- Opening Delimiter -

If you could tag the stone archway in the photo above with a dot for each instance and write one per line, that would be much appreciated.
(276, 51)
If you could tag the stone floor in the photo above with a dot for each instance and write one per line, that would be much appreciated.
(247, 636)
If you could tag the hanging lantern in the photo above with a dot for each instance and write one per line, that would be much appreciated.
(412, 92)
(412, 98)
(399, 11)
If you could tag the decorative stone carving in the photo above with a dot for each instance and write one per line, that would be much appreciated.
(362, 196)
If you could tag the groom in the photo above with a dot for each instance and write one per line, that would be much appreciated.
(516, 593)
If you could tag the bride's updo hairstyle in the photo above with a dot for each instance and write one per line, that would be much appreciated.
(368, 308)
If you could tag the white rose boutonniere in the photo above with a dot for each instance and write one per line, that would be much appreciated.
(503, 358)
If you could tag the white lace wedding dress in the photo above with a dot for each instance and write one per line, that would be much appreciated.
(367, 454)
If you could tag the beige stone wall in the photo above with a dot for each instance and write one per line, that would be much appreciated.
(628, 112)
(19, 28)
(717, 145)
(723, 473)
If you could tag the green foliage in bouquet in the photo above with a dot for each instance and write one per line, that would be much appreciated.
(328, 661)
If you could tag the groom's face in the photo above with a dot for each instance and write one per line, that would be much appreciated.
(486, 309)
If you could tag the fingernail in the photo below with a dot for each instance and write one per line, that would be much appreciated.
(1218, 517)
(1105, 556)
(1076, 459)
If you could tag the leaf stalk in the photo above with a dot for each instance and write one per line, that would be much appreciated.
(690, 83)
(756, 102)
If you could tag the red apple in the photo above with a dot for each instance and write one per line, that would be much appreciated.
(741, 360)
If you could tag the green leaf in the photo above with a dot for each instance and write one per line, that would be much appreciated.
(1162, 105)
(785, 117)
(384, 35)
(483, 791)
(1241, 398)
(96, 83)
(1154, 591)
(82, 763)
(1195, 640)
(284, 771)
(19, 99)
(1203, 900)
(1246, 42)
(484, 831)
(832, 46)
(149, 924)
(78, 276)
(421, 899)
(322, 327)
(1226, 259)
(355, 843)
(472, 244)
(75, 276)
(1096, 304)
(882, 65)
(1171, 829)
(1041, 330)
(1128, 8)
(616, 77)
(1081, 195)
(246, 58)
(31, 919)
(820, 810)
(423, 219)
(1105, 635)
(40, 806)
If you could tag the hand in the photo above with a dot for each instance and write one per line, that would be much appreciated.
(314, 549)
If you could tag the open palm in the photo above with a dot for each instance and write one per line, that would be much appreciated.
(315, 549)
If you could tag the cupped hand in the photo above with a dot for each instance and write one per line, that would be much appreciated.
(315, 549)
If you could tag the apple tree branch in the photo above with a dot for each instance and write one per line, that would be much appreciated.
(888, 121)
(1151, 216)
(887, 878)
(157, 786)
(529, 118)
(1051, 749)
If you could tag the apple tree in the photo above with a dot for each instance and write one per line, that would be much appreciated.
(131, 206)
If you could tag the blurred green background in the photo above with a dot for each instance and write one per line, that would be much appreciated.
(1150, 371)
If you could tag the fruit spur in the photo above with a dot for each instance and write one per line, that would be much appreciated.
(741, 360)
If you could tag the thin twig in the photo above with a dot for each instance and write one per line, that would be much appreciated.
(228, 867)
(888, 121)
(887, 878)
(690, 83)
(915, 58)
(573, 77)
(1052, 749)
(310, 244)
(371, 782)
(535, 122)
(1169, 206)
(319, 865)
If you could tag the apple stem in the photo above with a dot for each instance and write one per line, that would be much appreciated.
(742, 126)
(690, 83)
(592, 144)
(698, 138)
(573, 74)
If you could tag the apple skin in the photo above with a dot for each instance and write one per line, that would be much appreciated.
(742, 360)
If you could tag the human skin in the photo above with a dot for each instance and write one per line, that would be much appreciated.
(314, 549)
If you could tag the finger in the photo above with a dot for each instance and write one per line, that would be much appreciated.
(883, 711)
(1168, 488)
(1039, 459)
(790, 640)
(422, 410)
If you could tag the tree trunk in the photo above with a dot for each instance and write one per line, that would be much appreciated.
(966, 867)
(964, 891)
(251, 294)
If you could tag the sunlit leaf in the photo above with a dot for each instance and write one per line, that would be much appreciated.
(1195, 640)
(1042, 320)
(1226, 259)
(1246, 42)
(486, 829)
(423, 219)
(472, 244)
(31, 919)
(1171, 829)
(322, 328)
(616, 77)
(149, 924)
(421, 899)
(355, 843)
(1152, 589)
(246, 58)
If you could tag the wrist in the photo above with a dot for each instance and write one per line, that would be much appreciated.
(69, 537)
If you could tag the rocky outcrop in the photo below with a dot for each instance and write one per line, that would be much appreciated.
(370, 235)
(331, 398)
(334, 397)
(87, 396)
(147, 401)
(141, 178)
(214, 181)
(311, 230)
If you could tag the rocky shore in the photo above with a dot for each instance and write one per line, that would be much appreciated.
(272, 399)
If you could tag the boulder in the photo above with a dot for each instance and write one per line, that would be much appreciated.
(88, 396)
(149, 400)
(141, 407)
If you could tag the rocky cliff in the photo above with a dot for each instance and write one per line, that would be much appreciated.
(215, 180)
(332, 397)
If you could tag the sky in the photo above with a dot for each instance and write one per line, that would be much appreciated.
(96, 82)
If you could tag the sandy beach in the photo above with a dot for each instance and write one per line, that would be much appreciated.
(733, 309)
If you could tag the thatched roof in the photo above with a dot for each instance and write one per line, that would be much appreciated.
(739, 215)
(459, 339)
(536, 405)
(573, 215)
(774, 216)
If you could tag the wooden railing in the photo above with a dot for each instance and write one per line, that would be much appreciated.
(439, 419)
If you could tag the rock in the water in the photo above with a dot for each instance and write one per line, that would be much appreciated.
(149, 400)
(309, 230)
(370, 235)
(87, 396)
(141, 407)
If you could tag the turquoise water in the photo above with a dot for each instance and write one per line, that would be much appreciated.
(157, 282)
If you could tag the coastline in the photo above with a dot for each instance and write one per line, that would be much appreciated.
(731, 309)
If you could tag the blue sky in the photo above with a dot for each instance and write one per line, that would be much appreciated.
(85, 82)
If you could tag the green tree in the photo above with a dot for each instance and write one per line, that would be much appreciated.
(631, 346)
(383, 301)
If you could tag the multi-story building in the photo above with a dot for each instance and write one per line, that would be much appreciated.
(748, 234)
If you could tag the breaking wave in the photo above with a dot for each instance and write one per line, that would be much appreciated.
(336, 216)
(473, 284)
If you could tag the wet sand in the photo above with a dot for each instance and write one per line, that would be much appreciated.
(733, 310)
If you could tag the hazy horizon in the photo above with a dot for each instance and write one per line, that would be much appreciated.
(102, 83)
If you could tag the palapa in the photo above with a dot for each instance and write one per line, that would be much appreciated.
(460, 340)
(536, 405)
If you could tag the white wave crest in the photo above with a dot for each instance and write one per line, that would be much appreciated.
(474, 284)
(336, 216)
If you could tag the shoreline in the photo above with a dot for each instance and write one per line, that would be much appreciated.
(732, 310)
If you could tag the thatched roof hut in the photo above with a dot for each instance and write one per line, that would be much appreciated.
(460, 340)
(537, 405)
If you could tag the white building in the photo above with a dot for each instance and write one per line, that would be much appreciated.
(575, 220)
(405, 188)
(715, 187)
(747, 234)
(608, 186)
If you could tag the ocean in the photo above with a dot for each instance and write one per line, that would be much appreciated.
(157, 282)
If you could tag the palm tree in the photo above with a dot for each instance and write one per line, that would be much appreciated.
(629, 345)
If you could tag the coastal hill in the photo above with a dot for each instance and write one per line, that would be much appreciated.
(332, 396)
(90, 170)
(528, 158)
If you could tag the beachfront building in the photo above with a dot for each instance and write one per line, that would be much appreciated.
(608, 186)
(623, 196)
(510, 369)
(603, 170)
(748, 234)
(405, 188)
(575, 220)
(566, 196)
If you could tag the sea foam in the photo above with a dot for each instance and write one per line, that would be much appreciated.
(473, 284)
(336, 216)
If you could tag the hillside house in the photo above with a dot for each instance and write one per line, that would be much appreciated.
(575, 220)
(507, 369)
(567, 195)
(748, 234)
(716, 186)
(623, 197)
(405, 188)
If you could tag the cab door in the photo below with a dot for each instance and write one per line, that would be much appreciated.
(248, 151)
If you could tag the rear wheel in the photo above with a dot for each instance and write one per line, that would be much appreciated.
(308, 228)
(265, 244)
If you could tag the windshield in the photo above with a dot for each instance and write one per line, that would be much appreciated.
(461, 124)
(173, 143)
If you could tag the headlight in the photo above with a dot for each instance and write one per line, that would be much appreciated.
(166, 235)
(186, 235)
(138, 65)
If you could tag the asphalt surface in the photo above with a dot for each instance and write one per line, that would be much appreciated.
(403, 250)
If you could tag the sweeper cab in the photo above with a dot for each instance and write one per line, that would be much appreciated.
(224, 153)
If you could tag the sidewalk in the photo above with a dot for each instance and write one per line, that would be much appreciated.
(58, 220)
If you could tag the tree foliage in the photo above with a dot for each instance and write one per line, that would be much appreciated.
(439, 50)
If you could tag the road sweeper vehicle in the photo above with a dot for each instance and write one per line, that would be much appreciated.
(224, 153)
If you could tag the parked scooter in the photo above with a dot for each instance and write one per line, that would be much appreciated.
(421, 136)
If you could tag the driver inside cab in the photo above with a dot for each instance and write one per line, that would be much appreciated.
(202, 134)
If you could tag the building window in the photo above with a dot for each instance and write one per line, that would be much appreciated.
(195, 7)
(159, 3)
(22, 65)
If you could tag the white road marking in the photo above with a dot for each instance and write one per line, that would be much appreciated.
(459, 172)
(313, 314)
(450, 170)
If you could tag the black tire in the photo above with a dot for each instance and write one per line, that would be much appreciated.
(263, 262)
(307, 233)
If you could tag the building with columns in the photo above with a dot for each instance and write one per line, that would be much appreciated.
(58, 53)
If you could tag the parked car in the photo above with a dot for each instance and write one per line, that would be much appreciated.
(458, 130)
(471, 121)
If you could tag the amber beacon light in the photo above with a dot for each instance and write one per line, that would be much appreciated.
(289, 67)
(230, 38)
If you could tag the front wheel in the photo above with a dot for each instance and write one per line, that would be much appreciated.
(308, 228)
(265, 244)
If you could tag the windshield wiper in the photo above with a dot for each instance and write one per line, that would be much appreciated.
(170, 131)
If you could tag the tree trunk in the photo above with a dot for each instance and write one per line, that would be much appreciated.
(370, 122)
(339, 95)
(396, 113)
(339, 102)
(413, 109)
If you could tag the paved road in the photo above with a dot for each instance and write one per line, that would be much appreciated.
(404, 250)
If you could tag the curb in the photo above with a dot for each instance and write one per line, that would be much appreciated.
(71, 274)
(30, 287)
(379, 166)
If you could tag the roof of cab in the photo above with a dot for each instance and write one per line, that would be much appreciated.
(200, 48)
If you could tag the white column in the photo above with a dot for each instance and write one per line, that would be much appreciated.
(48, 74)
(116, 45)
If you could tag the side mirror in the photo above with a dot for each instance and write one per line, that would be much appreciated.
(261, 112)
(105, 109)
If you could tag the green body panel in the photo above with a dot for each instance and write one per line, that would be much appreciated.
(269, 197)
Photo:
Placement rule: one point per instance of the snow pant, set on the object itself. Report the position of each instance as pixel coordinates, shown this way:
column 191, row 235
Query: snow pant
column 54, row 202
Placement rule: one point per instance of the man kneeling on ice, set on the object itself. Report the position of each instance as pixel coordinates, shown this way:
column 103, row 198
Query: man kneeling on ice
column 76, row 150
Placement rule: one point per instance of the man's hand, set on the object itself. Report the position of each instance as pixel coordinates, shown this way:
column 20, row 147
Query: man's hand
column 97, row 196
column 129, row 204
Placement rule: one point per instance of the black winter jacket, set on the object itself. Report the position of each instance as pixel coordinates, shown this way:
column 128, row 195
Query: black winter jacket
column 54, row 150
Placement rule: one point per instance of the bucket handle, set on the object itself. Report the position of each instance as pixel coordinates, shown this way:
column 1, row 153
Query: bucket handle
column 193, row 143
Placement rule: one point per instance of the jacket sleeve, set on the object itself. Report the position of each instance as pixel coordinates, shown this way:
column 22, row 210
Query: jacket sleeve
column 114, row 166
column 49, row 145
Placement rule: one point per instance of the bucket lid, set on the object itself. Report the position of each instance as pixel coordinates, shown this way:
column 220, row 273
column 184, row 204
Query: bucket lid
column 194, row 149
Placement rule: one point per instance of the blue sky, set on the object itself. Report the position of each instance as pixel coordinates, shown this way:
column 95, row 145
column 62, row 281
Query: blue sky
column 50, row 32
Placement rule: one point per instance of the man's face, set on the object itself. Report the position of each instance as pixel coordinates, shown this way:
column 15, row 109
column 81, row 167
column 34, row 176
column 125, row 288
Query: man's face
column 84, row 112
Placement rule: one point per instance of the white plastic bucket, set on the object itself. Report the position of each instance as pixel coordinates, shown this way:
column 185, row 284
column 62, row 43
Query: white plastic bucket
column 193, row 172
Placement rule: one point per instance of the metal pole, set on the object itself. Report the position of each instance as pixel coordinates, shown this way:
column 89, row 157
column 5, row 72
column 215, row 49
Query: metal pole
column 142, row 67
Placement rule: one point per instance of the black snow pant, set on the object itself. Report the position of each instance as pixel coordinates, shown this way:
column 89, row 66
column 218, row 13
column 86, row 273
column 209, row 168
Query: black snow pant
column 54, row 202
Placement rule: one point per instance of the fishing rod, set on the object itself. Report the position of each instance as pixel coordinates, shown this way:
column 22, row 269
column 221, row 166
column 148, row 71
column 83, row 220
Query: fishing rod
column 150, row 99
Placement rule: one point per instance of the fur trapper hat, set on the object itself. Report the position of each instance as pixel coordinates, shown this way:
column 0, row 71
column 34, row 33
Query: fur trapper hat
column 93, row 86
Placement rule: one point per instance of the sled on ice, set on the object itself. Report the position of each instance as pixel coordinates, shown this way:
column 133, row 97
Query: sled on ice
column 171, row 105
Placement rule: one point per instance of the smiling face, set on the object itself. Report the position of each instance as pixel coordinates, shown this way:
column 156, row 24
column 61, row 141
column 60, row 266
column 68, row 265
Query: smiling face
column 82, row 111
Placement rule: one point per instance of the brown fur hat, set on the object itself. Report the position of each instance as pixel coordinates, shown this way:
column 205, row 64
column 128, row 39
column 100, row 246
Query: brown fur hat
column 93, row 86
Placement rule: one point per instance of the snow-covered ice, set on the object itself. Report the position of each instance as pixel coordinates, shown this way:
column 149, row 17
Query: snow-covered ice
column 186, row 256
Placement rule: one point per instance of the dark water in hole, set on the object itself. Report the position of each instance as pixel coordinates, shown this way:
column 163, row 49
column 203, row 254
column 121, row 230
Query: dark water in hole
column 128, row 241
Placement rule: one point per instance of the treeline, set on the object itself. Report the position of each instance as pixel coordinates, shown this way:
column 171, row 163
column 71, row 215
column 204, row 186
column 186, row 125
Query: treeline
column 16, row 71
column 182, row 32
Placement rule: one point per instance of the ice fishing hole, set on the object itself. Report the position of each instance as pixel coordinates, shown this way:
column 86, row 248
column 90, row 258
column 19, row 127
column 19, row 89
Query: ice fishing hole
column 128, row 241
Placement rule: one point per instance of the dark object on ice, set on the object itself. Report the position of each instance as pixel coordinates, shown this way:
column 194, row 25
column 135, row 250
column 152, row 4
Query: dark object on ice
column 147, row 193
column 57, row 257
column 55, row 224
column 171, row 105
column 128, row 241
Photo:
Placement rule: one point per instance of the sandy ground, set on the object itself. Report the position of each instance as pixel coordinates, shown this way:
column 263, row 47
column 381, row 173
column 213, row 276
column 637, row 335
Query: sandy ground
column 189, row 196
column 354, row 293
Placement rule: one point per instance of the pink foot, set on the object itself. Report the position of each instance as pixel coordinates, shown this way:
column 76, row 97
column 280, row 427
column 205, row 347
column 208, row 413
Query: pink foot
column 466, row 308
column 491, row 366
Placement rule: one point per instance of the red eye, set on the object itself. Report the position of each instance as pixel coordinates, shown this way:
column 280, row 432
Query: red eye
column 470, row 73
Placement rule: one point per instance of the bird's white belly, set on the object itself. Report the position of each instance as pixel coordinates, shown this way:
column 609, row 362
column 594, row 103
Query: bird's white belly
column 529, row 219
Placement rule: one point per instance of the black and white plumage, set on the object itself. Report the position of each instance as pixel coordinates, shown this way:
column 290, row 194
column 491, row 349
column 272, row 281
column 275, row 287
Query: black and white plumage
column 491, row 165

- Closing Delimiter -

## WORK REQUIRED:
Each line from the one containing "column 205, row 347" through the end of the material must be output exactly, and no other line.

## RESPONSE AREA:
column 205, row 347
column 208, row 413
Query: pink foot
column 466, row 308
column 491, row 366
Placement rule: one point per instance of the red eye, set on the object itself. Report the position of each instance as pixel coordinates, shown this way:
column 280, row 432
Query: red eye
column 470, row 73
Placement rule: one point per instance of the bird's white belly, set on the object itself. Report the position of each instance as pixel coordinates, shown this way:
column 609, row 362
column 594, row 103
Query: bird's white belly
column 529, row 219
Placement rule: one point per instance of the black and white plumage, set on the object itself. Report the position of each instance as pixel coordinates, shown this way:
column 290, row 194
column 491, row 349
column 272, row 281
column 275, row 287
Query: black and white plumage
column 491, row 165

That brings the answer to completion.